EXERCISE DIRECTIONS: Extract every row that follows and reproduce each one word for word, with no alterations.

[Rows from a point labeling set]
■ ■ ■ ■

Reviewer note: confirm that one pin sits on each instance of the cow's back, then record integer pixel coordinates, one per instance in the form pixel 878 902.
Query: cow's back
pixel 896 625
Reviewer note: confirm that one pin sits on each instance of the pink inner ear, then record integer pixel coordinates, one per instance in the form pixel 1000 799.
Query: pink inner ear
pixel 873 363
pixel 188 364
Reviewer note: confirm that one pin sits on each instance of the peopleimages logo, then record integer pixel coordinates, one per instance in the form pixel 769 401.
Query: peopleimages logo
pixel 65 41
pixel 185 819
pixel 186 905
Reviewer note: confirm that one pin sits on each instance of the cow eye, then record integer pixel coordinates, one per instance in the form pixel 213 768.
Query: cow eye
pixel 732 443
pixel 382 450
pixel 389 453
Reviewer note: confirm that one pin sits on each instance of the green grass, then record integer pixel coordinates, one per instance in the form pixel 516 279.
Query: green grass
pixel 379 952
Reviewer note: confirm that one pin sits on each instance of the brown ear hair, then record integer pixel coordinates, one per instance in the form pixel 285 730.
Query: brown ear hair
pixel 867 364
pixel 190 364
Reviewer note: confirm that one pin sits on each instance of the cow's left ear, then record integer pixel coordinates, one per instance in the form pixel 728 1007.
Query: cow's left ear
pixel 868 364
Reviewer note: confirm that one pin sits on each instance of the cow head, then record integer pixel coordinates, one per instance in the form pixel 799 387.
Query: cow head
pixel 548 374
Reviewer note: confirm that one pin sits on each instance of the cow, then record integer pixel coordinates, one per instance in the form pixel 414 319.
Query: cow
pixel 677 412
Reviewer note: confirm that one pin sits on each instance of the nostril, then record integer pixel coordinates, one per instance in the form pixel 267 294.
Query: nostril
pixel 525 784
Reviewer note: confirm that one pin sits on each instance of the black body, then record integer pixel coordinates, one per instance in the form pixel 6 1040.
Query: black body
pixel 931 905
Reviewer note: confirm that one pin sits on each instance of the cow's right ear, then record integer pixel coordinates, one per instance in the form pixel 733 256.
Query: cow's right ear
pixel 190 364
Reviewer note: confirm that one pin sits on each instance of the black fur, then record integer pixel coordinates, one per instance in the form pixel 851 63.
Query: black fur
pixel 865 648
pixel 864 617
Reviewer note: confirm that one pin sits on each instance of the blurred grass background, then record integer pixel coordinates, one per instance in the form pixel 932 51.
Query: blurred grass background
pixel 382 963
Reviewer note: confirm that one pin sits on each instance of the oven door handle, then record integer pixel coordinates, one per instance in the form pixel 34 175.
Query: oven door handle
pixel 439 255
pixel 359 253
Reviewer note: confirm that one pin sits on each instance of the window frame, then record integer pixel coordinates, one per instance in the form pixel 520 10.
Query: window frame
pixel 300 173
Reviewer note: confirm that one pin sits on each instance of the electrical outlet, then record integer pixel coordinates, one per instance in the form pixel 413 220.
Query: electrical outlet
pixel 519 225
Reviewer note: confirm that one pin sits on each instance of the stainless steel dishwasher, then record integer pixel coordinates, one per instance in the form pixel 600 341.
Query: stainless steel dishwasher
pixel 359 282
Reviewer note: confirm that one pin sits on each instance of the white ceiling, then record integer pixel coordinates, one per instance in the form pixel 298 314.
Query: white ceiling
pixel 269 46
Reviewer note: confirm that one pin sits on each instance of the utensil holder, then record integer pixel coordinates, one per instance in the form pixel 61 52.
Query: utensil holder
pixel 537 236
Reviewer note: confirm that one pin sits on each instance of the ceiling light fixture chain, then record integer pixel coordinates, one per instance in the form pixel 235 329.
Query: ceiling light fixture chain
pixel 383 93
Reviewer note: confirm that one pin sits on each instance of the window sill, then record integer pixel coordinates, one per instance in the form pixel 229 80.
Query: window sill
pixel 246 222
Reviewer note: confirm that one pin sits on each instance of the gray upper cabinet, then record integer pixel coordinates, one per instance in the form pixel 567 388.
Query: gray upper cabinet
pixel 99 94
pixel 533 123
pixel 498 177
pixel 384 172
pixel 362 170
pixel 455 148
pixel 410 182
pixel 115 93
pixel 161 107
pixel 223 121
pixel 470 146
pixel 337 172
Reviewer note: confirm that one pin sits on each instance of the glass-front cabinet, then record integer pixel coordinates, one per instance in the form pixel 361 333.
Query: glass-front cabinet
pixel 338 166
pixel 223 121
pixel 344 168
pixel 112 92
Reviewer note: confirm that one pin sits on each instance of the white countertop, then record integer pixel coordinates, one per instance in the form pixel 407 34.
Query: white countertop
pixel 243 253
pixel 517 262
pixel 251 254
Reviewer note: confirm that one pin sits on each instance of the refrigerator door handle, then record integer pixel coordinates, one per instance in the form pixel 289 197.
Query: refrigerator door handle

■ ■ ■ ■

ANSWER TO THE TASK:
Reviewer note: confirm that one pin sits on each instance of the cow's back, then record integer pixel coordinates, one per instance in the form pixel 878 902.
Query: cow's back
pixel 896 625
Reviewer note: confirm that one pin sits on each instance of the pink inner ear, then record integer pixel coordinates, one per instance in the form pixel 1000 799.
Query: pink inner ear
pixel 873 363
pixel 188 364
Reviewer note: confirm that one pin sits on each instance of the peopleimages logo, then record integer pixel coordinates, one per instance in the form pixel 769 401.
Query: peopleimages logo
pixel 65 41
pixel 185 819
pixel 186 905
Reviewer note: confirm that one pin sits on each instance of the cow eye, then record integer pixel coordinates, one per instance in the form pixel 213 768.
Query: cow eye
pixel 732 443
pixel 382 450
pixel 389 453
Reviewer note: confirm that one pin sits on each instance of the green grass, then record integer pixel coordinates, one per instance in the form pixel 516 279.
Query: green grass
pixel 379 952
Reviewer note: confirm that one pin sits on each instance of the brown ear hair, then record integer pixel coordinates, one per instance in the form pixel 285 730.
Query: brown ear hair
pixel 867 364
pixel 190 364
Reviewer note: confirm that one pin sits on each instance of the cow's left ear, then record integer pixel coordinates, one per instance in the form pixel 728 1007.
Query: cow's left ear
pixel 868 364
Reviewer note: confirm that one pin sits on each instance of the cow head, then record integer pixel coordinates, one per instance in the form pixel 799 387.
Query: cow head
pixel 548 374
Reviewer note: confirm that one pin sits on each instance of the cow, then record integer pixel coordinates, one per instance in the form pixel 414 319.
Query: cow
pixel 677 412
Reviewer note: confirm that one pin sits on each instance of the nostril, then record integer pixel coordinates, one per instance in the form pixel 267 294.
Query: nostril
pixel 525 784
Reviewer note: confirm that one pin sits on each instance of the black body, then record integer pixel coordinates, one per instance in the form pixel 6 1040.
Query: black body
pixel 931 905
Reviewer note: confirm that one pin sits on each instance of the cow's right ear, then record integer pixel coordinates, one per instance in the form pixel 733 256.
Query: cow's right ear
pixel 190 364
Reviewer note: confirm that one pin sits on each instance of the black fur, then record integer pixel coordinates, one per instance in the form pixel 851 63.
Query: black fur
pixel 865 648
pixel 864 617
Reviewer note: confirm that one pin sits on each instance of the blurred grass background, then record integer pixel coordinates, one per instance in the form pixel 932 51.
Query: blurred grass background
pixel 382 963
Reviewer note: confirm that one pin sits on each instance of the oven door handle, then record integer pixel coordinates, one per instance in the form pixel 34 175.
Query: oven door handle
pixel 439 255
pixel 359 253
Reviewer note: confirm that one pin sits on each instance of the window frame, then record integer pixel coordinates, one per instance in the form pixel 520 10.
Query: window frame
pixel 300 173
Reviewer note: confirm that one pin sits on each instance of the electrical outlet, then record integer pixel coordinates, one per instance in the form pixel 413 220.
Query: electrical outlet
pixel 519 225
Reviewer note: confirm that one pin sits on each instance of the stainless steel dishwasher, then record integer pixel coordinates, one per instance in the form pixel 600 341.
Query: stainless steel dishwasher
pixel 359 282
Reviewer note: confirm that one pin sits on each instance of the white ceiling, then record integer pixel coordinates, one per instance in the form pixel 298 314.
Query: white ceiling
pixel 269 46
Reviewer note: confirm that one pin sits on each instance of the utensil holder, then record integer pixel coordinates, one per instance in the form pixel 61 52.
Query: utensil holder
pixel 537 236
Reviewer note: confirm that one pin sits on each instance of the ceiling light fixture chain, then record integer pixel coordinates, one per instance in the form pixel 235 329.
Query: ceiling light fixture chain
pixel 383 93
Reviewer note: confirm that one pin sits on each instance of the window sill, then record integer pixel coordinates, one per instance in the form pixel 229 80.
Query: window sill
pixel 246 222
Reviewer note: confirm that one pin sits on each instance of the gray upper cabinet, then record integer pixel coordinates, one per instance in the form pixel 567 388.
Query: gray upper cabinet
pixel 99 94
pixel 533 123
pixel 498 177
pixel 384 172
pixel 362 170
pixel 455 148
pixel 410 182
pixel 115 93
pixel 161 107
pixel 223 121
pixel 470 146
pixel 337 172
Reviewer note: confirm that one pin sits on each instance of the glass-front cabinet, then record integer pixel coordinates, one per instance in the form pixel 361 333.
Query: glass-front cabinet
pixel 338 166
pixel 223 121
pixel 344 168
pixel 112 92
Reviewer note: confirm that one pin sits on each instance of the white countertop, then record integer pixel coordinates, one per instance in the form pixel 407 34.
Query: white countertop
pixel 243 253
pixel 517 262
pixel 251 254
Reviewer note: confirm that one pin sits on each instance of the refrigerator door handle, then record integer pixel coordinates, one per instance in the form pixel 289 197.
Query: refrigerator door handle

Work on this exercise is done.